[Records for the exercise]
++++++

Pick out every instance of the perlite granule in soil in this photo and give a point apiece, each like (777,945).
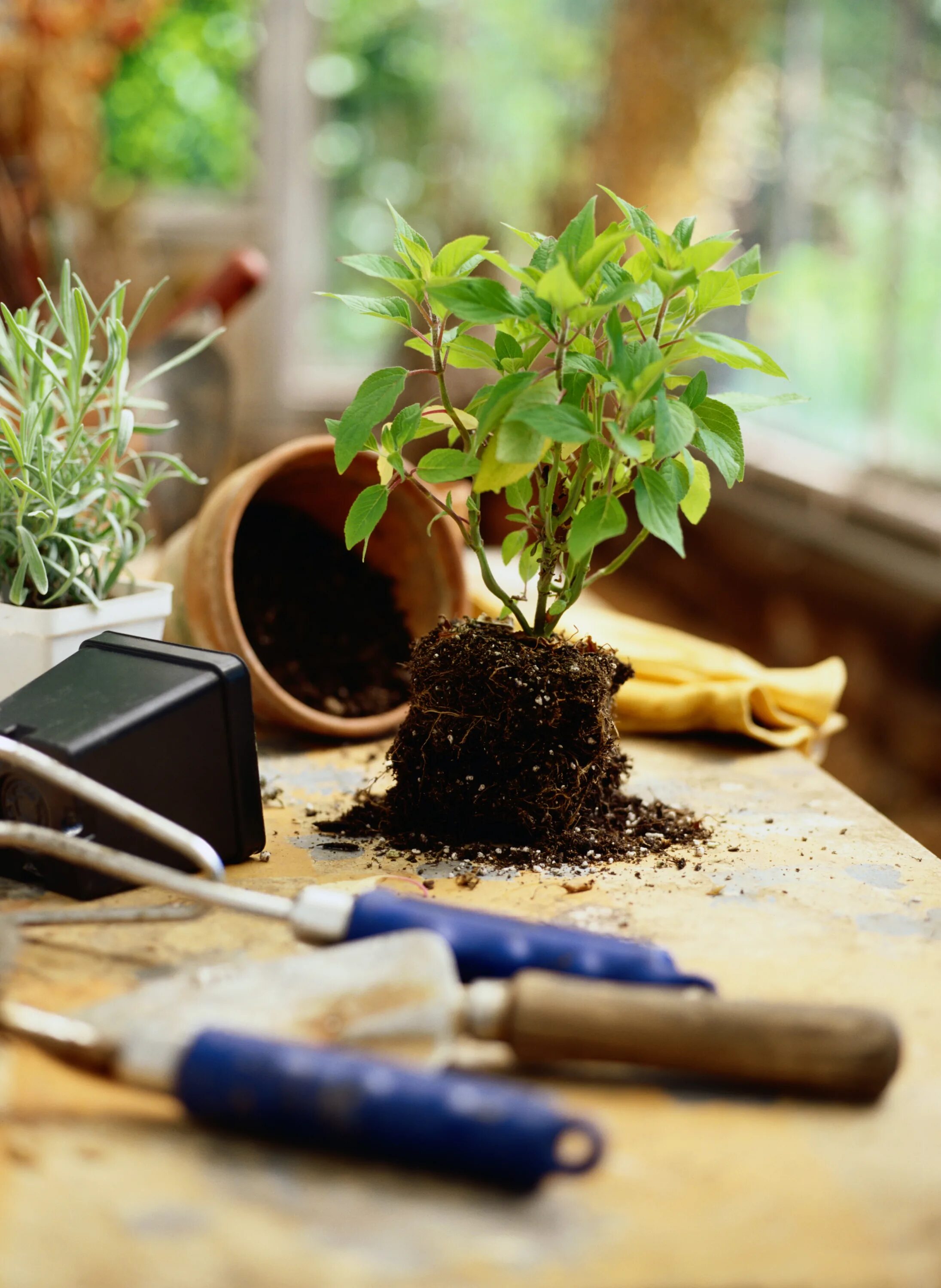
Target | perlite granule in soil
(510,758)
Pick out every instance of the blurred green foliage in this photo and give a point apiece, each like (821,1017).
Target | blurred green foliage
(855,317)
(176,112)
(457,111)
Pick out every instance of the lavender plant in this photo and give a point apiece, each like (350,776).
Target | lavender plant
(71,485)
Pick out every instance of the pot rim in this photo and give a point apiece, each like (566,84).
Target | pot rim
(311,719)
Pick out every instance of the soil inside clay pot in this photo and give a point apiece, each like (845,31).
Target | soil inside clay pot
(511,753)
(323,623)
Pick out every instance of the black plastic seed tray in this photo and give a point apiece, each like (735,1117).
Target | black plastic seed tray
(168,726)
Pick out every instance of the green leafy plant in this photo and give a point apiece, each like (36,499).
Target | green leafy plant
(71,483)
(591,409)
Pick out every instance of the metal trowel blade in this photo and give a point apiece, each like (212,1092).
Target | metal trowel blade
(399,993)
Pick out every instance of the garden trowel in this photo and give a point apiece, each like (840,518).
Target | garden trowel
(401,993)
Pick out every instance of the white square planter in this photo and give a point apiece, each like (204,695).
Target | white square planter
(35,639)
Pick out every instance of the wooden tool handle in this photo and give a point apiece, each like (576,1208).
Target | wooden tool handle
(840,1051)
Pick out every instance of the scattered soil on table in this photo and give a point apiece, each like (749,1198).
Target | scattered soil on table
(510,756)
(323,623)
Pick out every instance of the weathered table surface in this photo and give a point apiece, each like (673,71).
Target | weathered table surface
(805,893)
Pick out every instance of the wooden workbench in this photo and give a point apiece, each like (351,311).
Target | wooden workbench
(805,893)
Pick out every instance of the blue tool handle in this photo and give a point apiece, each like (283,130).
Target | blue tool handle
(325,1098)
(488,946)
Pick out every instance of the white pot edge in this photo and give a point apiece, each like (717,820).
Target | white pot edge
(138,602)
(33,641)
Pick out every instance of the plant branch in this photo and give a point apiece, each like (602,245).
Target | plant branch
(622,558)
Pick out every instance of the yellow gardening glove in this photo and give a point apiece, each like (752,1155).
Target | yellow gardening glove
(684,683)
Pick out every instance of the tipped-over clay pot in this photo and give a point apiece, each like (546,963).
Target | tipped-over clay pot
(424,568)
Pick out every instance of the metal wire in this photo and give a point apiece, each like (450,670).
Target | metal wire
(93,914)
(147,821)
(136,871)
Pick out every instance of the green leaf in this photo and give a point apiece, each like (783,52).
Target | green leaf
(639,221)
(633,360)
(563,423)
(379,266)
(18,588)
(682,234)
(499,400)
(657,508)
(529,562)
(532,240)
(506,347)
(496,476)
(469,351)
(677,476)
(83,335)
(697,500)
(710,252)
(599,521)
(364,514)
(406,425)
(12,441)
(600,455)
(409,244)
(34,559)
(717,290)
(454,255)
(446,465)
(673,425)
(390,308)
(720,437)
(560,289)
(635,449)
(514,544)
(748,266)
(374,400)
(582,362)
(695,391)
(520,494)
(744,404)
(543,254)
(579,235)
(479,301)
(735,353)
(606,245)
(518,444)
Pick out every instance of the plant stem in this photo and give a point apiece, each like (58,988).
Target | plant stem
(622,558)
(439,370)
(476,543)
(442,505)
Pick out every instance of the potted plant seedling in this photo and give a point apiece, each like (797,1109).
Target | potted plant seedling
(73,487)
(592,428)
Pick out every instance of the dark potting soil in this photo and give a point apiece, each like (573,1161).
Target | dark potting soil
(510,756)
(323,623)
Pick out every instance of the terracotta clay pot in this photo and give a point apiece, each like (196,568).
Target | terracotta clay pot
(424,568)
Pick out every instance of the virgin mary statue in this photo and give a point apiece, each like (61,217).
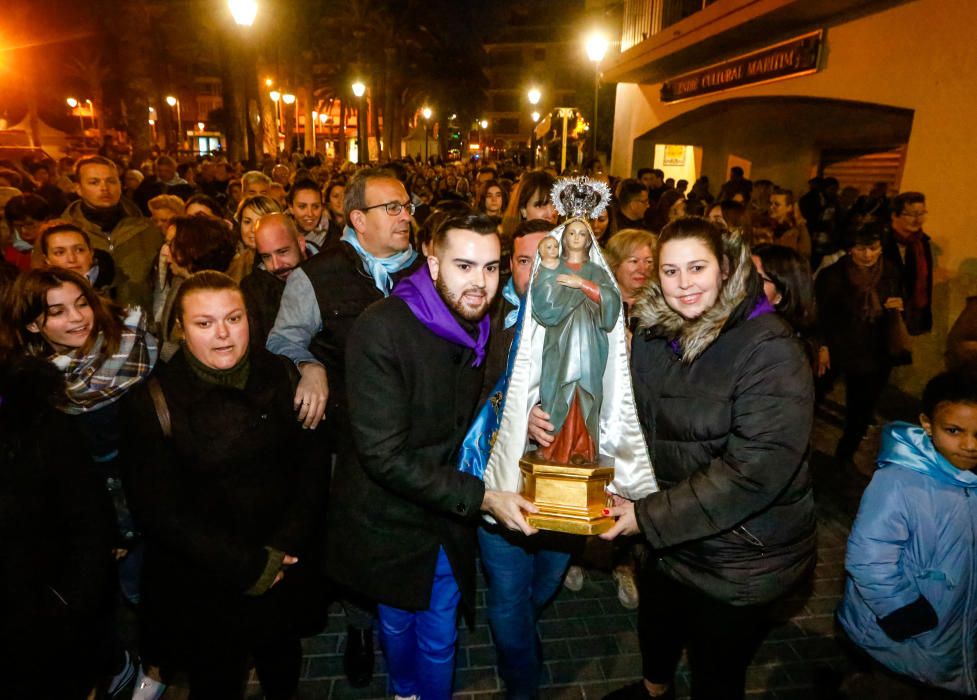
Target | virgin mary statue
(570,357)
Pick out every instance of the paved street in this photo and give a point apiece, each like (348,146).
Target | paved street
(590,641)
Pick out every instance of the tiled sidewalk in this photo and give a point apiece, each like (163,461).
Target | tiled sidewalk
(590,642)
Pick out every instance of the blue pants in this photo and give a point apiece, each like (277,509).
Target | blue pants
(521,582)
(420,646)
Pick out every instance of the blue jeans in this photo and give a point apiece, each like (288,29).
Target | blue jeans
(521,581)
(420,646)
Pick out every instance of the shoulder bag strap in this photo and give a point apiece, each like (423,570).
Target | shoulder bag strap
(159,403)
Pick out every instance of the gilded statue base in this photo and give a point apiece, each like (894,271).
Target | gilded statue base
(570,498)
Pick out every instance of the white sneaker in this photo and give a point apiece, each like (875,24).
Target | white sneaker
(147,688)
(574,578)
(121,679)
(627,589)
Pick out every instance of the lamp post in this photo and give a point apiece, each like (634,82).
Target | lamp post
(244,13)
(426,113)
(359,90)
(174,102)
(289,99)
(533,96)
(596,49)
(73,103)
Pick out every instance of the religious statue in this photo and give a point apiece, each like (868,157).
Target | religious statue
(570,358)
(579,304)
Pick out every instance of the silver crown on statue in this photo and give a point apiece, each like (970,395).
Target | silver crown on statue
(580,197)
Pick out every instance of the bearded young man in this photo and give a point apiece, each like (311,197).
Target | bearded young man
(401,526)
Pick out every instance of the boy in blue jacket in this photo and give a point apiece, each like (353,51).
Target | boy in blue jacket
(911,596)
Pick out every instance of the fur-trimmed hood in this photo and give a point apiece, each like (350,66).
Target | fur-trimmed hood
(656,317)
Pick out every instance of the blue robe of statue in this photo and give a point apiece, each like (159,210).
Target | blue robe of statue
(575,345)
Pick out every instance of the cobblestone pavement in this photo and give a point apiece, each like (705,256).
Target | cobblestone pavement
(590,641)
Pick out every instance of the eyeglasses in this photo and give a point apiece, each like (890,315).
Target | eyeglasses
(393,208)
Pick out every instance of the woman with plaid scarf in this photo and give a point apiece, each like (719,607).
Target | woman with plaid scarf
(102,352)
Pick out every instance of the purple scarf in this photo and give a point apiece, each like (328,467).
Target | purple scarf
(760,308)
(418,291)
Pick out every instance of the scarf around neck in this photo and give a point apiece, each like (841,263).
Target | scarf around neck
(509,294)
(914,242)
(236,376)
(424,301)
(865,281)
(380,268)
(93,380)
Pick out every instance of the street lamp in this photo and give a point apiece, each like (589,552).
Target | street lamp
(426,113)
(596,49)
(73,103)
(243,11)
(359,90)
(174,102)
(534,96)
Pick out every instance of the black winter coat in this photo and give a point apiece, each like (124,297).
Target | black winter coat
(728,420)
(57,576)
(235,477)
(856,346)
(400,497)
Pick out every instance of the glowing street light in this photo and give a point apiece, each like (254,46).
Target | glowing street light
(596,50)
(243,11)
(362,144)
(175,102)
(426,113)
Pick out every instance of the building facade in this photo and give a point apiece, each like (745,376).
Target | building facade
(862,90)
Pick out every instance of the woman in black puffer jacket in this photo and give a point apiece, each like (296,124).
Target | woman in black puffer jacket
(725,398)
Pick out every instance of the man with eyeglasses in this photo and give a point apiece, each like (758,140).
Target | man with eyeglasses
(322,299)
(908,247)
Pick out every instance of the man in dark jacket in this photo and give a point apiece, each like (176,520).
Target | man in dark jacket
(321,300)
(908,249)
(281,248)
(116,225)
(524,573)
(401,526)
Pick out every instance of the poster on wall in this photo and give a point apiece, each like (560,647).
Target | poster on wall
(674,155)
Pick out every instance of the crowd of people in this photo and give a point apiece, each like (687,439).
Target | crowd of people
(231,398)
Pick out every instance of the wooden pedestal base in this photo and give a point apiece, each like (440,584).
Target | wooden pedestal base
(570,498)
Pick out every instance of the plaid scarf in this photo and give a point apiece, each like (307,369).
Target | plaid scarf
(94,381)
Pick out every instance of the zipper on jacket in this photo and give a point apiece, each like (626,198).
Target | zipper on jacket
(968,612)
(749,536)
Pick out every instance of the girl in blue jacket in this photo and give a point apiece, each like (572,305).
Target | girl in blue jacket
(911,595)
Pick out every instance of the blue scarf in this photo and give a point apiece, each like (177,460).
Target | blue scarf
(380,268)
(509,294)
(427,305)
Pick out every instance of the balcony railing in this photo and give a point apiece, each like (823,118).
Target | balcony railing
(645,18)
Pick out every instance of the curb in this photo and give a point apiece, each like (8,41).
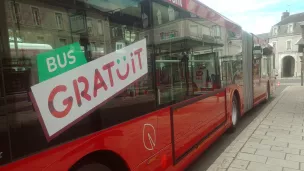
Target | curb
(224,161)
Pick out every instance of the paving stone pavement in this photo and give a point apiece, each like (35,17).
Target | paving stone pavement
(273,141)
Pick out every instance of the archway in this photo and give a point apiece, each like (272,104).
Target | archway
(288,66)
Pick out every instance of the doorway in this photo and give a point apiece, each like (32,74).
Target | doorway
(288,66)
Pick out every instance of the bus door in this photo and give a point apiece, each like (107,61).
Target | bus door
(258,86)
(5,153)
(198,107)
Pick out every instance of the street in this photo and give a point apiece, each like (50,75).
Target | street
(215,150)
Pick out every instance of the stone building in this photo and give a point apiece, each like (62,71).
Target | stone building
(284,37)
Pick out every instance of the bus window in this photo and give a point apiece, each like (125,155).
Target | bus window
(184,56)
(42,26)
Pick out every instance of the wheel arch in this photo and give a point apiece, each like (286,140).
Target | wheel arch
(106,157)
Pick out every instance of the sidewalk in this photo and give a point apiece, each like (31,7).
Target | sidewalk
(271,142)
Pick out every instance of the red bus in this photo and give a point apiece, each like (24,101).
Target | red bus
(161,81)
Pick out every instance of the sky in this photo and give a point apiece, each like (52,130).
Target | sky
(255,16)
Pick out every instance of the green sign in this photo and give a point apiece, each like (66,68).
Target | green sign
(60,60)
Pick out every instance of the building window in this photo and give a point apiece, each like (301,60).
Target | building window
(216,31)
(100,30)
(62,42)
(90,25)
(59,20)
(290,28)
(15,7)
(171,13)
(288,45)
(275,31)
(119,45)
(36,16)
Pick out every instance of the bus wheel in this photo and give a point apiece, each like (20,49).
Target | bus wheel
(93,167)
(234,115)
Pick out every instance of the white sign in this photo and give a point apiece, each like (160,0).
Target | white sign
(67,98)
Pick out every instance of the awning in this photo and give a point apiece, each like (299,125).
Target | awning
(300,42)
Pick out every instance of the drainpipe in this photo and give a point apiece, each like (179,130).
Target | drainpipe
(302,58)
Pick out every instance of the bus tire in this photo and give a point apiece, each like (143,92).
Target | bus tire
(94,166)
(235,114)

++++++

[Written exercise] Every line from the one containing "Pick out every instance of the red" through the end of the entries above must be echoed exactly, with both ends kept.

[Exercise response]
Pick out every instance of the red bus in this photo and give a point apiece, each like (24,101).
Target | red bus
(161,81)
Pick out every instance of the sky in this photo and give a point apiece, each like (52,130).
Target | sky
(255,16)
Pick out every instance of the green sign in this photo and give a point apiece, each like (66,68).
Target | green sign
(60,60)
Pick out every instance of the building window in this photo and give a point apiece, each like (301,60).
Target | building window
(216,31)
(100,30)
(62,42)
(90,25)
(59,20)
(290,28)
(15,7)
(171,13)
(288,45)
(275,31)
(119,45)
(36,16)
Pick out every instance of the bus wheel in this photo and give a point apiece, each like (20,49).
Target | bus wheel
(93,167)
(234,115)
Pick out every instance of the white sign in this photo and give a point apiece, each like (160,0).
Target | white sign
(67,98)
Pick out every instance of the awning in this photo and give a point apiece, each like (299,125).
Target | awning
(300,42)
Pick out every instance of the drainpipe in this photo and give a point apiece, each like (179,130).
Target | drainpipe
(302,58)
Pick out every instance of the bus tire in this photo and give a point apiece, each like (143,92).
Target | bus tire
(94,166)
(235,114)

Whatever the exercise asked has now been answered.